Fragmento proporcionado -

La libra de pan se vende a ocho cuartos y medio y la de carne de carnero a diez cuartos. No tienen carne de vaca. El vino cuesta dos cuartos el cuartillo, unos cuatro peniques el galón.

Santa Elena está poblado principalmente por alemanes. En los alrededores encontramos numerosas cabañas que en lugar de estar agrupadas se encontraban esparcidas por el campo, de acuerdo con el plan recomendado por el abate Raynal; pero pronto descubrimos algo que a éste parece haberle pasado desapercibido, y es que el hombre es más feliz en sociedad; y por ello se sustituyó este sistema de asentamiento por el de pueblos.

Aunque el territorio está muy cultivado, quedan tantos árboles que a cierta distancia parece todo él un extenso bosque. Aran con vacas. En un caserío vi perdices domésticas que se utilizan, al igual que ocurre con los patos, como reclamo. En las zonas más altas de la sierra encontramos granito, pero al descender reaparece el esquisto y se encuentra también piedra caliza y yeso.

Al mediodía llegamos a La Carolina, capital de estas nuevas poblaciones. Su fundador, don Pablo de Olavide, es un peruano a quien la protección del conde de Aranda le permitió ser primero síndico de Madrid, y más tarde, Asistente de Sevilla. Mientras ocupaba este cargo tuvo la idea de introducir la agricultura y los oficios en las montañas desiertas de la sierra, que habían estado dominadas durante siglos por la rapiña y la violencia. El problema surgió a la hora de encontrar colonos. Con un bávaro llamado Turrigel hizo un contrato para traer a sesenta mil campesinos; pero en vez de agricultores, envió vagabundos, que murieron o se dispersaron sin aportar nada a la empresa para la que, a fuerza de grandes gastos, habían sido reclutados.

Se invitó a colonos de todas partes de Alemania, y para favorecer la emigración se cedía a cada recién llegado, una vez que lo había solicitado, un lote de tierra, una casa, dos vacas, un borrico, cinco ovejas, otras tantas cabras, seis gallinas, un gallo, una puerca preñada, un arado, un azadón y otros artículos de menor valor. Al principio recibían cincuenta fanegas de tierra, cada una de las cuales mide diez mil pies cuadrados, y cuando las habían cultivado recibían otras tantas. Durante los diez primeros años se encontraban libres de impuestos, y después sólo tenían que pagar el diezmo real. Para evitar que las fincas se hagan demasiado grandes o excesivamente pequeñas, está prohibido a los propietarios traspasarlas al dueño de algún otro lote. Tampoco se les permite establecerse cerca de una ciénaga o de aguas estancadas.

Datos registrados -
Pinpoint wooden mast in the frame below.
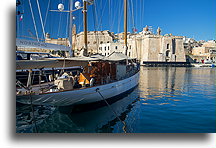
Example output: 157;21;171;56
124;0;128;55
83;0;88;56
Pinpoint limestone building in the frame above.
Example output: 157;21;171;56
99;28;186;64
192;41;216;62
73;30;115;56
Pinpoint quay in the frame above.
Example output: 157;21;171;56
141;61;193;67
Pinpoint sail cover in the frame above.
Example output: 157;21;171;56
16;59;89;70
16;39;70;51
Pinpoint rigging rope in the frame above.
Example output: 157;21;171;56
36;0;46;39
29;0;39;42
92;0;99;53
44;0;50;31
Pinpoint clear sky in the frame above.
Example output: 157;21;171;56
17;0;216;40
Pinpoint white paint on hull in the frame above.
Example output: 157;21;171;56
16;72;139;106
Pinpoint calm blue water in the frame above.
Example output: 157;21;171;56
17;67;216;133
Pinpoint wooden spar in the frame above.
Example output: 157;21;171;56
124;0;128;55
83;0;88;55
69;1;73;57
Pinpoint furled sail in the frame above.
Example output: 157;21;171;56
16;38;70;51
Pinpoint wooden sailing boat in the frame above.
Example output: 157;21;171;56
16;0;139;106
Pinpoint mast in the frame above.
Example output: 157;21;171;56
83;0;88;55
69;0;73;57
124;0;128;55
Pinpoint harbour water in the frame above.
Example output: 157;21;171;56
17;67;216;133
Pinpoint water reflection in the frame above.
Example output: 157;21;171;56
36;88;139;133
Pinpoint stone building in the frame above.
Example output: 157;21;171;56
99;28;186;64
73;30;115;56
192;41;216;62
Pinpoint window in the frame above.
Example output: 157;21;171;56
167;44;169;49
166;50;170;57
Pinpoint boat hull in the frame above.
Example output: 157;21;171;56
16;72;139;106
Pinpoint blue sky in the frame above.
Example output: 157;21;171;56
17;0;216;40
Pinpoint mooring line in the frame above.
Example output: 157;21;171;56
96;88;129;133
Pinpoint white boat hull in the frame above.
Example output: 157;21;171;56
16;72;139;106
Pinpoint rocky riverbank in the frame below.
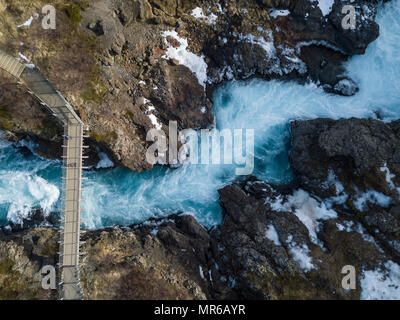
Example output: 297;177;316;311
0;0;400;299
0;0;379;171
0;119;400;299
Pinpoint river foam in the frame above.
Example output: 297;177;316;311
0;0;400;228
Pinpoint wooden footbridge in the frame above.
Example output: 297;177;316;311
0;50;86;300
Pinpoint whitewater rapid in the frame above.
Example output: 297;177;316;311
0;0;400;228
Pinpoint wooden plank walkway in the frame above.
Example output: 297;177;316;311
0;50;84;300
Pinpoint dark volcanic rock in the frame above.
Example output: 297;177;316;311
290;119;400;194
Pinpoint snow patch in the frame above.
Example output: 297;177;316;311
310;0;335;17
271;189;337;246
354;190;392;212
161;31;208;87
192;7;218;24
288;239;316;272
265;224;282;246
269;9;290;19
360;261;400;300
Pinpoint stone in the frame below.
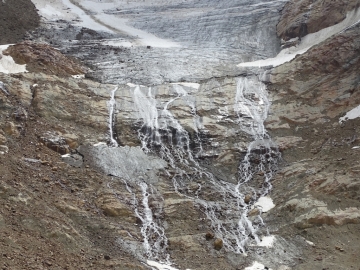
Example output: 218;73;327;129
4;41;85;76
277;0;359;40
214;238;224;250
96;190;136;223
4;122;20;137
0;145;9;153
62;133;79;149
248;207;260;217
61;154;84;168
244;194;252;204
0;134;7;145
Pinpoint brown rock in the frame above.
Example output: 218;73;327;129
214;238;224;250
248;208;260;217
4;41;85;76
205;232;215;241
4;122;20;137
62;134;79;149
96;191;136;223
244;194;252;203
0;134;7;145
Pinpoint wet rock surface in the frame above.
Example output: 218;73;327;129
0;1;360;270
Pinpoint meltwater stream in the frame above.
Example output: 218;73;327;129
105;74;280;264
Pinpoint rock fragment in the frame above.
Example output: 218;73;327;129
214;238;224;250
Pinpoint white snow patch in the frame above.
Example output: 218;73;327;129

Aplica lo leído -
a - Según el fragmento sobre las nuevas poblaciones, ¿cuántas fanegas de tierra recibía al principio cada colono?
b - Transcribe del fragmento sobre las nuevas poblaciones el pasaje que comienza en las palabras "Al mediodía llegamos" y termina después de "habían sido reclutados.".
c - Prosigue el fragmento sobre las nuevas poblaciones a partir de su última oración.

Respuestas numeradas -
a - Cincuenta fanegas.

b -
Al mediodía llegamos a La Carolina, capital de estas nuevas poblaciones. Su fundador, don Pablo de Olavide, es un peruano a quien la protección del conde de Aranda le permitió ser primero síndico de Madrid, y más tarde, Asistente de Sevilla. Mientras ocupaba este cargo tuvo la idea de introducir la agricultura y los oficios en las montañas desiertas de la sierra, que habían estado dominadas durante siglos por la rapiña y la violencia. El problema surgió a la hora de encontrar colonos. Con un bávaro llamado Turrigel hizo un contrato para traer a sesenta mil campesinos; pero en vez de agricultores, envió vagabundos, que murieron o se dispersaron sin aportar nada a la empresa para la que, a fuerza de grandes gastos, habían sido reclutados.

c -
El suelo de los alrededores de La Carolina consiste fundamentalmente en una arena asentada sobre una roca caliza o de yeso. En él se producen aceitunas, aceite, vino, seda, trigo, cebada, centeno, avena, guisantes, maíz y lentejas. Como no hay industrias, no pueden emplear a todo el mundo en alguna actividad provechosa, y ello hace que en estas nuevas poblaciones abunden los mendigos medio desnudos.

A unas dos leguas de La Carolina aparece Guadarromán, cada una de cuyas cien familias posee cincuenta fanegas de tierra. Se asienta sobre una suave pendiente situada al lado de un susurrante riachuelo, en un territorio fértil en el que se alternan los trigales con bosquecillos de encinas (…). Los habitantes son en su mayor parte alemanes, y su laboriosidad y sobriedad constituyen un motivo de prestigio para su país.

Andujar se encuentra en una llanura fértil y muy cultivada. Cuenta con seis mil ochocientas familias, cinco parroquias y diez conventos, y carece de industrias. El castillo, que se lo conquistó Fernando III el Santo a los moros en 1225, parece muy antiguo. Eran las cinco de la mañana del jueves 22 de febrero, y ya habíamos salido de Andujar, cruzado el puente sobre el Guadalquivir y entrado en un olivar, cuando todos mis acompañantes armaron sus pistolas y se apostaron junto a las ventanas, mientras un soldado también armado caminaba junto al coche. Los cocheros, por su parte, habían recibido la orden de detenerse inmediatamente si aparecía alguien. Creo que estas precauciones eran innecesarias, pues era bien sabido que íbamos armados; sin embargo, como ya se habían producido robos cerca de la ciudad, consideraron oportuno estar preparados. Cuando amanecía, el camino discurrió por un territorio más abierto, por lo que nuestros temores desaparecieron y mis compañeros volvieron a echar el seguro a sus armas.